Excerpt
[Start of Attachment]
Role of Trust in digital onboarding

Trust plays a huge role in designing digital journeys; organizations should be able to trust the customer, and the customer should be able to trust the organization with their data.

Hence more and more, we see organizations relying on other trusted parties to help accurately identify a customer (other trusted incumbent banks, government agencies, telecom providers or insurance companies). If a trusted source/entities has already verified and created an identity for the consumer, other companies can and should be able to trust that identity.

It saves the consumer a ton of time and provides a neat experience. And on the opposite side of the spectrum, we also have customers, who should be able to trust the companies with their data. And should have the proper mechanisms to control what they share with organizations.

Consumers need to be able to receive tangible value from the data they share with organizations, and in turn the organizations should be able to optimize its processes, thus saving operational effort, increasing business value and providing incremental value back to the consumer.

At the end of the day, it’s all about data. If organizations take minimal amount of data from the consumer, accurately inform them how, where and when that data is going to be used, for what purpose is it going to be used, consumers would be in a better position to trust the organizations. Transparency from the organization and data regulation/controls over consumer data could definitely lead to more trust between customers and organizations in the long term.

Role of Regulation

Technology is moving fast. Policy, processes and standards cannot keep up with new experiences and technologies. How do we as fin-tech organizations accurately address this?

As with any new innovation or technology, regulation and policy will take time to catch up. It’s a fragmented market, however organizations still need to go ahead and work with regulators to be able to influence the final outcomes of these regulatory decisions.
[End of Attachment]
Dataset extract
[Start of Attachment]
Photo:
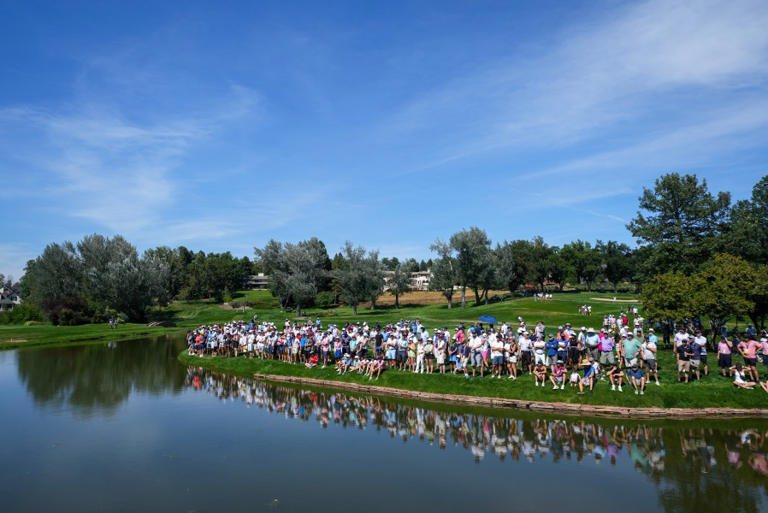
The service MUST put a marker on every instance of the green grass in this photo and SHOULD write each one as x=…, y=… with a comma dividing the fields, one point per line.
x=189, y=314
x=713, y=391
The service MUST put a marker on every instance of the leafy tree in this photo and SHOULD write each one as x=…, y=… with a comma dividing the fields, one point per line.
x=758, y=295
x=473, y=257
x=70, y=282
x=616, y=259
x=539, y=255
x=515, y=263
x=297, y=272
x=719, y=291
x=399, y=283
x=667, y=297
x=748, y=236
x=444, y=275
x=354, y=278
x=682, y=222
x=375, y=277
x=557, y=268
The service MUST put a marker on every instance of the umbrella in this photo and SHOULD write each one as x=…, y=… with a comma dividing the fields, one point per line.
x=488, y=319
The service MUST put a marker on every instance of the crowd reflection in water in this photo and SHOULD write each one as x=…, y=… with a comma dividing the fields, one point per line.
x=648, y=447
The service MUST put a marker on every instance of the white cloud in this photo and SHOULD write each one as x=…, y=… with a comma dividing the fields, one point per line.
x=632, y=63
x=113, y=171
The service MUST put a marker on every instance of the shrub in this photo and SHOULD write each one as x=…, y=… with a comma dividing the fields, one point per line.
x=21, y=314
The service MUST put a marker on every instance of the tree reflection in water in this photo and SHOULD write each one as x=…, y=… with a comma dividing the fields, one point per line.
x=696, y=466
x=99, y=378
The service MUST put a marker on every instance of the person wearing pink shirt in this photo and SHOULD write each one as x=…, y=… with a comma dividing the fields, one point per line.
x=724, y=349
x=748, y=350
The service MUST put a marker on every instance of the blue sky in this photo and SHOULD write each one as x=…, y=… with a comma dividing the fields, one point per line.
x=219, y=125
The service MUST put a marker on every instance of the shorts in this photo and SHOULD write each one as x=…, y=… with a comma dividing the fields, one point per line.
x=607, y=358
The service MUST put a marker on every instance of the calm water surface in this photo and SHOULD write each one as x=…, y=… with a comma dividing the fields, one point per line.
x=125, y=427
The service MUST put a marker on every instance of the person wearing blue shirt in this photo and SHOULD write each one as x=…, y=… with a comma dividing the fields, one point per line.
x=637, y=378
x=551, y=346
x=590, y=372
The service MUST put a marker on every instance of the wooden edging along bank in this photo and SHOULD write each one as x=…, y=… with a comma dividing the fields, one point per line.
x=523, y=404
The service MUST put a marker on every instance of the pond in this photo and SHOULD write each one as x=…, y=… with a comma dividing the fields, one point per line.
x=125, y=427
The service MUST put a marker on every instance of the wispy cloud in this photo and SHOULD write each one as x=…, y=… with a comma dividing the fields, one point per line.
x=112, y=171
x=605, y=73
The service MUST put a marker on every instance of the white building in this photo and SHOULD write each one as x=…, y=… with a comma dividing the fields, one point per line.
x=9, y=298
x=256, y=281
x=419, y=280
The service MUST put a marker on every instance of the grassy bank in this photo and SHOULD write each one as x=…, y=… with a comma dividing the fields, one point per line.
x=429, y=307
x=711, y=392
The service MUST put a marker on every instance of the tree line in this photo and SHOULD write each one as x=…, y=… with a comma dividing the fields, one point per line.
x=100, y=278
x=683, y=232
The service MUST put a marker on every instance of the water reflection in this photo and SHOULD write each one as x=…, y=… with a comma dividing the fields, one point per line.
x=696, y=466
x=99, y=378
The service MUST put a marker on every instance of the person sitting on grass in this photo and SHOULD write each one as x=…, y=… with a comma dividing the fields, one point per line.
x=312, y=361
x=684, y=353
x=724, y=349
x=376, y=367
x=588, y=380
x=616, y=377
x=558, y=375
x=637, y=378
x=342, y=366
x=740, y=378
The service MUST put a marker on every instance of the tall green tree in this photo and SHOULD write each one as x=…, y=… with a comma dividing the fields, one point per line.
x=473, y=258
x=682, y=222
x=354, y=278
x=720, y=291
x=583, y=260
x=748, y=235
x=515, y=263
x=399, y=283
x=616, y=261
x=444, y=276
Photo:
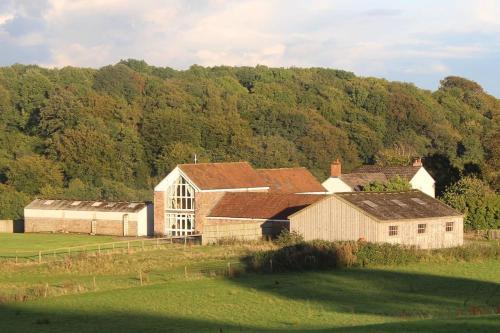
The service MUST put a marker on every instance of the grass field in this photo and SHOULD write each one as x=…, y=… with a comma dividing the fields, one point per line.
x=422, y=297
x=9, y=243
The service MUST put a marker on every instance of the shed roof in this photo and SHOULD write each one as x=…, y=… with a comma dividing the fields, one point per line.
x=398, y=205
x=405, y=172
x=262, y=205
x=290, y=180
x=216, y=176
x=98, y=206
x=358, y=180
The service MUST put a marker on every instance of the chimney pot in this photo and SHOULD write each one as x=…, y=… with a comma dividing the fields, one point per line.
x=336, y=168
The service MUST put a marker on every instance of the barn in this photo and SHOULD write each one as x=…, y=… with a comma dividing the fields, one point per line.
x=89, y=217
x=409, y=218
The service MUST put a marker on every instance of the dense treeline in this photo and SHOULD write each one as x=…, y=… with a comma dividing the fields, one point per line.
x=112, y=133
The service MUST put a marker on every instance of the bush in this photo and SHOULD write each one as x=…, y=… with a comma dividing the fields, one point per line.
x=318, y=255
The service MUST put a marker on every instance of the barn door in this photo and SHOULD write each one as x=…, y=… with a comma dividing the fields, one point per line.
x=125, y=225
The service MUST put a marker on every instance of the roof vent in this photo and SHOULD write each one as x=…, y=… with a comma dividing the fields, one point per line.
x=399, y=203
x=420, y=202
x=370, y=203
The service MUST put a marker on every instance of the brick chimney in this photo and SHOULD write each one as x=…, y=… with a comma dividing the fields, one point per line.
x=336, y=168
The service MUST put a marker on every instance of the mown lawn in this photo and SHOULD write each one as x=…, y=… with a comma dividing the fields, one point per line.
x=423, y=297
x=9, y=243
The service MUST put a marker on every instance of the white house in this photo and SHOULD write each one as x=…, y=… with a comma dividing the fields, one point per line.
x=415, y=174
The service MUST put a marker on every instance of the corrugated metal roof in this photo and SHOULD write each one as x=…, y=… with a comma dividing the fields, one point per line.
x=290, y=180
x=398, y=205
x=98, y=206
x=216, y=176
x=261, y=205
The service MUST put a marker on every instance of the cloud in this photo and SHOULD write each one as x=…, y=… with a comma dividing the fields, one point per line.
x=414, y=41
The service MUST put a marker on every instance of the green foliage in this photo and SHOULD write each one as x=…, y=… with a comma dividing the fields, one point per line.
x=394, y=184
x=477, y=201
x=127, y=125
x=30, y=174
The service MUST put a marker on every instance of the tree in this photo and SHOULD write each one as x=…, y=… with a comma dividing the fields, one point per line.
x=479, y=204
x=394, y=184
x=29, y=174
x=12, y=202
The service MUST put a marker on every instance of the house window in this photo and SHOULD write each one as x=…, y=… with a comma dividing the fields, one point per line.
x=180, y=195
x=180, y=217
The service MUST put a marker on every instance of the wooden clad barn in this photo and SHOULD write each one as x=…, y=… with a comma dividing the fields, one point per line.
x=253, y=215
x=186, y=196
x=89, y=217
x=410, y=218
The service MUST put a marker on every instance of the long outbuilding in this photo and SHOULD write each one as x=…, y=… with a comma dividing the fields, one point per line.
x=89, y=217
x=408, y=217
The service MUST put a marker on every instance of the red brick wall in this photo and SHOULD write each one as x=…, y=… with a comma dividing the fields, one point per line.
x=159, y=212
x=103, y=227
x=204, y=202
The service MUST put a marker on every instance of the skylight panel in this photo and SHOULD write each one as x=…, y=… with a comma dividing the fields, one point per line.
x=420, y=202
x=370, y=203
x=399, y=203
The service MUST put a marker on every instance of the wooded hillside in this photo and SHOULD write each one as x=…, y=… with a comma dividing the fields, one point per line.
x=113, y=133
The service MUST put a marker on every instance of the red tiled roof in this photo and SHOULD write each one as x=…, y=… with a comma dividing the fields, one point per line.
x=291, y=180
x=262, y=205
x=216, y=176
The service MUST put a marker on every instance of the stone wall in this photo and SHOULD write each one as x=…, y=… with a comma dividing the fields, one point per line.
x=103, y=227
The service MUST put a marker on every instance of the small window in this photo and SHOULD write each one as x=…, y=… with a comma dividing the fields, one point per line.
x=417, y=200
x=370, y=203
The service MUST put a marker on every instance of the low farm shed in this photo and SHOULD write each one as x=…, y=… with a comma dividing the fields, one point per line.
x=89, y=217
x=408, y=217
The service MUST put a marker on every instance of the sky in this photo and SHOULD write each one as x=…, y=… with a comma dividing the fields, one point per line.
x=417, y=41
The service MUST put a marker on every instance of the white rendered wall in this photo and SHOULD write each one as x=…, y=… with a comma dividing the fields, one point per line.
x=424, y=182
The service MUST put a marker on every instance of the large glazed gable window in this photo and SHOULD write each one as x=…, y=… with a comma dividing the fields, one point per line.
x=180, y=195
x=179, y=217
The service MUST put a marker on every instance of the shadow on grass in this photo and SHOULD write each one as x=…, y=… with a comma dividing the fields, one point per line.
x=382, y=292
x=408, y=300
x=20, y=321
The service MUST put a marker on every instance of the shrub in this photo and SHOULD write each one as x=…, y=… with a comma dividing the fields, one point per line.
x=289, y=238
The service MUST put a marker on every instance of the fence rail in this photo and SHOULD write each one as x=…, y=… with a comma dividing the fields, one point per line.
x=40, y=256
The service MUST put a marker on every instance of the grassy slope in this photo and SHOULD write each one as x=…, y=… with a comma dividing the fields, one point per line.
x=418, y=297
x=30, y=242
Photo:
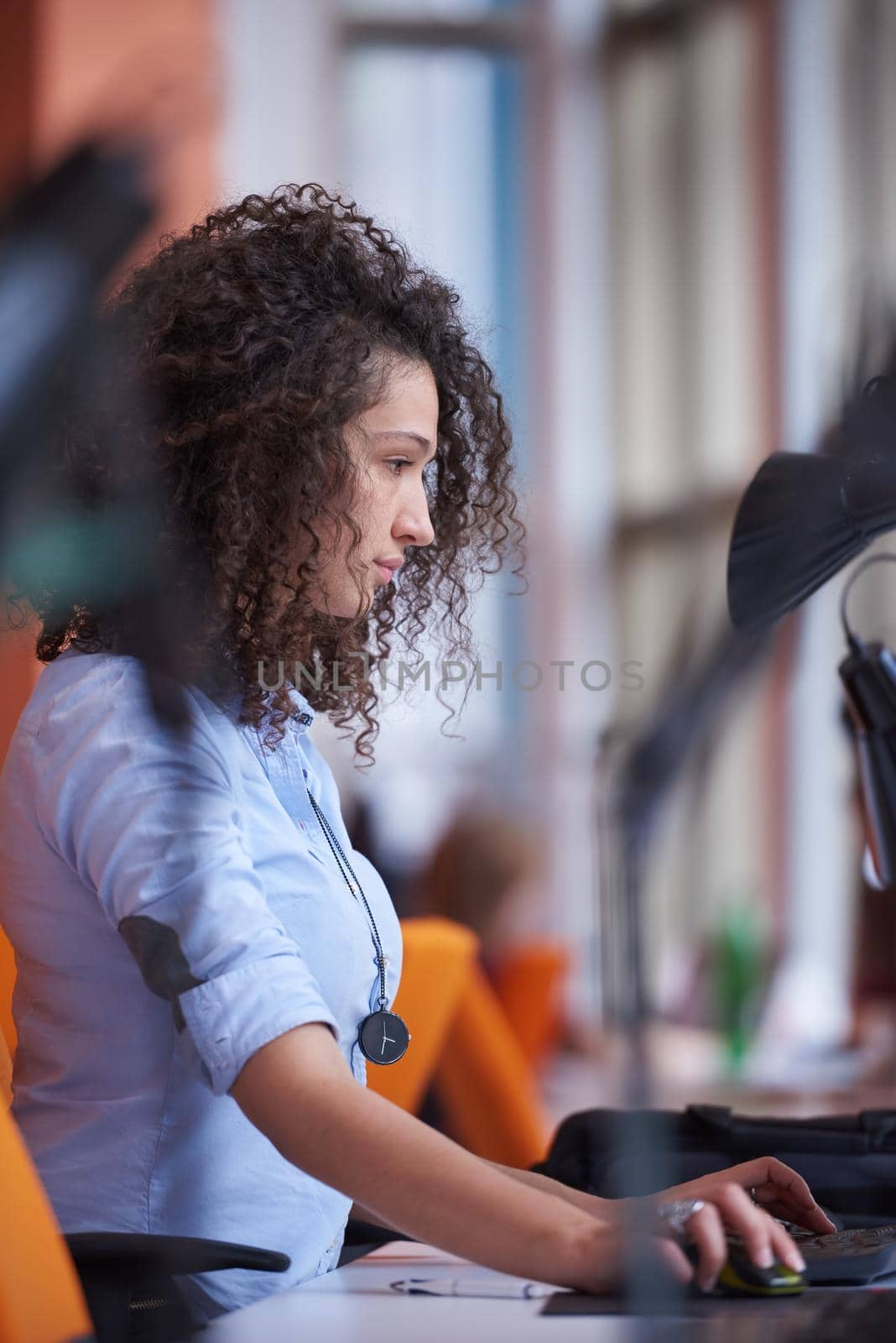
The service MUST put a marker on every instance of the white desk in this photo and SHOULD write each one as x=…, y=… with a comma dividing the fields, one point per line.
x=354, y=1304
[End of Attachment]
What to work on
The excerpt on trust in digital onboarding names the kinds of trusted parties that organizations rely on to identify a customer. List every one of them.

Expected output
- other trusted incumbent banks
- government agencies
- telecom providers
- insurance companies